## ЗАДАНИЕ 1
Скопируйте из фрагмента о маме без изменений часть, которая начинается со слов «Бывшие ученики приводят» и заканчивается словами «какое я разочарование.».
## ЗАДАНИЕ 2
Перескажите в виде краткого списка абзац фрагмента о маме, начинающийся со слов «Ее фото висит», сохранив его основные факты.
## ЗАДАНИЕ 3
Пожалуйста, определите, соответствуют ли фрагменту о маме утверждения: (а) журналы для мамы выписывает городская библиотека; (б) бывшие ученики приводят к ней учиться своих детей; (в) выросшие ученики перестают с ней общаться. Для каждого ответьте «да» или «нет» и приведите точную цитату, на которой основан ответ.

## ФРАГМЕНТ ТЕКСТА
Маму все знают, многие любят, некоторые боятся, некоторые завидуют, почти все восхищаются.
Она работает в одной и той же музыкальной школе (на тот момент) уже 22 года, она воспитала самых лучших учеников, которые, уже выросшие, продолжают к ней приезжать, или, как минимум, писать письма.
Бывшие ученики приводят на обучение уже своих детей.
Ее фото висит на доске почета лучших людей города, она стильная красавица, ее речь правильная и четкая, как у диктора на телевидении, она читает все самые лучшие книги и журналы (на нее музыкальная школа выписывает все советские журнальные издания, такие как “Нева”, “Иностранка”, “Красное Знамя” и прочие, а она их потом выдает, как в библиотеке, другим преподавателям), она играет с хором завода Электрон, все ее ученики без проблем поступают в училище, ее считают строгой, но справедливой…
Конечно, на меня распространяются совсем другие правила. Меня можно стукнуть нотами по голове иногда, или отлупить телефонным шнуром и напомнить о том, какое я разочарование.

## ИСХОДНЫЕ ДАННЫЕ
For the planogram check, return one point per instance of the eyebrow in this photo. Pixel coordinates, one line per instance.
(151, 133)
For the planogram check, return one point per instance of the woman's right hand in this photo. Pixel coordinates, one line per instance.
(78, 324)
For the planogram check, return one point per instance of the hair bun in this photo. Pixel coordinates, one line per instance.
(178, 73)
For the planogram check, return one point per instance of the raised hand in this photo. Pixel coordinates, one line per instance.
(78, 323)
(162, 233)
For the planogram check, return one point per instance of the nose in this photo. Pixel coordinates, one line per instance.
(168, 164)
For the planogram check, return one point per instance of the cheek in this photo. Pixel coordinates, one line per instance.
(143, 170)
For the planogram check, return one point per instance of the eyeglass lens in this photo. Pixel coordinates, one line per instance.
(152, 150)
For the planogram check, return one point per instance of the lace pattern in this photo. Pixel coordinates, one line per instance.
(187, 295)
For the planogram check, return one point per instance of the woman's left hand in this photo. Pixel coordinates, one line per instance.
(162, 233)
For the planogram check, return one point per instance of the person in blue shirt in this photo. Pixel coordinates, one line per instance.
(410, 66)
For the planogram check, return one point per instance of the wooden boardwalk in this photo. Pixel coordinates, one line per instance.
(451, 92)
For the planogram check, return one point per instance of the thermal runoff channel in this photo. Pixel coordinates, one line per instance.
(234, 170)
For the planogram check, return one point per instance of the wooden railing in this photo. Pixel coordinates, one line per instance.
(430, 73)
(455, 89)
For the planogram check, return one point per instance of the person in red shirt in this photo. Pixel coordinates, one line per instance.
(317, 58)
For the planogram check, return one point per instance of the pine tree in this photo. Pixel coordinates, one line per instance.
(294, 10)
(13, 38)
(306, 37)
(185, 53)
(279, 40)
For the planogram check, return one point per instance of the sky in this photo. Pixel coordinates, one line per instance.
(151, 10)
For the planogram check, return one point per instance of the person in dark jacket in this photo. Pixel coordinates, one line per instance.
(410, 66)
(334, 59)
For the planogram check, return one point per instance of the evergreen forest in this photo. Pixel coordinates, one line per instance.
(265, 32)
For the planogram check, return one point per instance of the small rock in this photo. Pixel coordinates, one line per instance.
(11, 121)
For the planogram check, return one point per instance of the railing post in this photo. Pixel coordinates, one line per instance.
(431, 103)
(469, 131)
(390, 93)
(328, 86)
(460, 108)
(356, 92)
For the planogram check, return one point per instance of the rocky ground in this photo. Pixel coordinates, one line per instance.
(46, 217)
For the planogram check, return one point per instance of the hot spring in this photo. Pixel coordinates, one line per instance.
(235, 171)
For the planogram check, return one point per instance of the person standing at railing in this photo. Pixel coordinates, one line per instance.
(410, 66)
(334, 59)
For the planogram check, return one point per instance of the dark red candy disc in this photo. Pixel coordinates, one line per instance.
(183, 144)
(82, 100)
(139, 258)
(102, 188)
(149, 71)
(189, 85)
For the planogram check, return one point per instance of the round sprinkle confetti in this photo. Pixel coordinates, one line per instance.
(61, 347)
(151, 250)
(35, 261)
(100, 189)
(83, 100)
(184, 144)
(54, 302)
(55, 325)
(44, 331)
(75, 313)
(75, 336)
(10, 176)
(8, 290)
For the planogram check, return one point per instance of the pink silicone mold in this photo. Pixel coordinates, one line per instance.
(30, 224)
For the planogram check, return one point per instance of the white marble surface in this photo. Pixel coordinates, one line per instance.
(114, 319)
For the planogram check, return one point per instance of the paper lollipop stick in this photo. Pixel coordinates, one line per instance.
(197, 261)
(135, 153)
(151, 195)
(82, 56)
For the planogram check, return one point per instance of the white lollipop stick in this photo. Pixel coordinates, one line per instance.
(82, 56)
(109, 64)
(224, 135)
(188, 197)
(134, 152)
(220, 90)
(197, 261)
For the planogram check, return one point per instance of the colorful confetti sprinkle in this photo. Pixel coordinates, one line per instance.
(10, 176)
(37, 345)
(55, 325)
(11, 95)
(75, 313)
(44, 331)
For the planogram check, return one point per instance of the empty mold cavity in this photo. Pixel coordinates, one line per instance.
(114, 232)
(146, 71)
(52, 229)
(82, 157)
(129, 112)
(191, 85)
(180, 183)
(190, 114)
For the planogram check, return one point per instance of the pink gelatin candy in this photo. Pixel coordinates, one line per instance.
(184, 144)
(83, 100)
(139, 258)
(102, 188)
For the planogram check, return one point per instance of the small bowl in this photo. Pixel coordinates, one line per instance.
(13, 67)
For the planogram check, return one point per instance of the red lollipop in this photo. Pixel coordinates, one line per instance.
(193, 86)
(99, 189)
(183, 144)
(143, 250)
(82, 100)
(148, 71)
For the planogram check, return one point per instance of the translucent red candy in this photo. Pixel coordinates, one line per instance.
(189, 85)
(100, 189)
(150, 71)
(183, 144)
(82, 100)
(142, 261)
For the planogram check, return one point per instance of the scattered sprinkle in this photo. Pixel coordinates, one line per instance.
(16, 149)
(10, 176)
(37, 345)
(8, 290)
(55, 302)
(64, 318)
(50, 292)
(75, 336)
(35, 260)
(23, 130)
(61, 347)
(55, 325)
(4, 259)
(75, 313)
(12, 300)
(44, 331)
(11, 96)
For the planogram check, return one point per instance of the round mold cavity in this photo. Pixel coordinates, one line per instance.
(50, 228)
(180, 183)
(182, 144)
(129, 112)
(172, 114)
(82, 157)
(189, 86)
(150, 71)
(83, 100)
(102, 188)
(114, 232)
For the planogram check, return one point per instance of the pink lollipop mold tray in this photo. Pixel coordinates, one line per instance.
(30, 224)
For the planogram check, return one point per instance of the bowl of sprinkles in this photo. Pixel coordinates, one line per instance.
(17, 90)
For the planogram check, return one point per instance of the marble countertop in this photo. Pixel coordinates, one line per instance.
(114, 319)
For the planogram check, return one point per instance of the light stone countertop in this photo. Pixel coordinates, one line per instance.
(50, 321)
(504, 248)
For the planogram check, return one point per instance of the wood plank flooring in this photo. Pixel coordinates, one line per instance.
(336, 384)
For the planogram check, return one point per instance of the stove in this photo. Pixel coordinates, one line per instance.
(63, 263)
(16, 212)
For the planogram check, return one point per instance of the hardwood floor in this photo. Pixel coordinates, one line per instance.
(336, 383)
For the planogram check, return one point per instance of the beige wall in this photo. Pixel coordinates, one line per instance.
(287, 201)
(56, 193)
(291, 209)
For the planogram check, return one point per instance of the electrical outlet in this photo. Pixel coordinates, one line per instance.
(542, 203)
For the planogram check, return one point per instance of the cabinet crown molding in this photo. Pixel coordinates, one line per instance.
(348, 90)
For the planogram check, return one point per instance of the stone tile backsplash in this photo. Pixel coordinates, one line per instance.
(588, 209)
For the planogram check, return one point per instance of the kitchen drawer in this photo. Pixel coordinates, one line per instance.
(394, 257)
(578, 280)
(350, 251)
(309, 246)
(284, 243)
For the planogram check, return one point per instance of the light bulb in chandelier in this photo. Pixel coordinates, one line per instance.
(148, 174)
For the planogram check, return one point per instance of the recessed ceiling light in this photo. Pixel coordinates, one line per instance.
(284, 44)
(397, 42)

## РЕШЕНИЕ 1
Бывшие ученики приводят на обучение уже своих детей.
Ее фото висит на доске почета лучших людей города, она стильная красавица, ее речь правильная и четкая, как у диктора на телевидении, она читает все самые лучшие книги и журналы (на нее музыкальная школа выписывает все советские журнальные издания, такие как “Нева”, “Иностранка”, “Красное Знамя” и прочие, а она их потом выдает, как в библиотеке, другим преподавателям), она играет с хором завода Электрон, все ее ученики без проблем поступают в училище, ее считают строгой, но справедливой…
Конечно, на меня распространяются совсем другие правила. Меня можно стукнуть нотами по голове иногда, или отлупить телефонным шнуром и напомнить о том, какое я разочарование.

## РЕШЕНИЕ 2
- Фото висит на доске почета лучших людей города.
- Стильная красавица, речь правильная и четкая, как у диктора на телевидении.
- Читает самые лучшие книги и журналы. Музыкальная школа выписывает на нее советские журналы («Нева», «Иностранка», «Красное Знамя» и другие), и она выдает их другим преподавателям.
- Играет с хором завода Электрон.
- Все ее ученики без проблем поступают в училище.
- Ее считают строгой, но справедливой.

## РЕШЕНИЕ 3
(а) Нет: «на нее музыкальная школа выписывает все советские журнальные издания».
(б) Да: «Бывшие ученики приводят на обучение уже своих детей».
(в) Нет: «уже выросшие, продолжают к ней приезжать, или, как минимум, писать письма».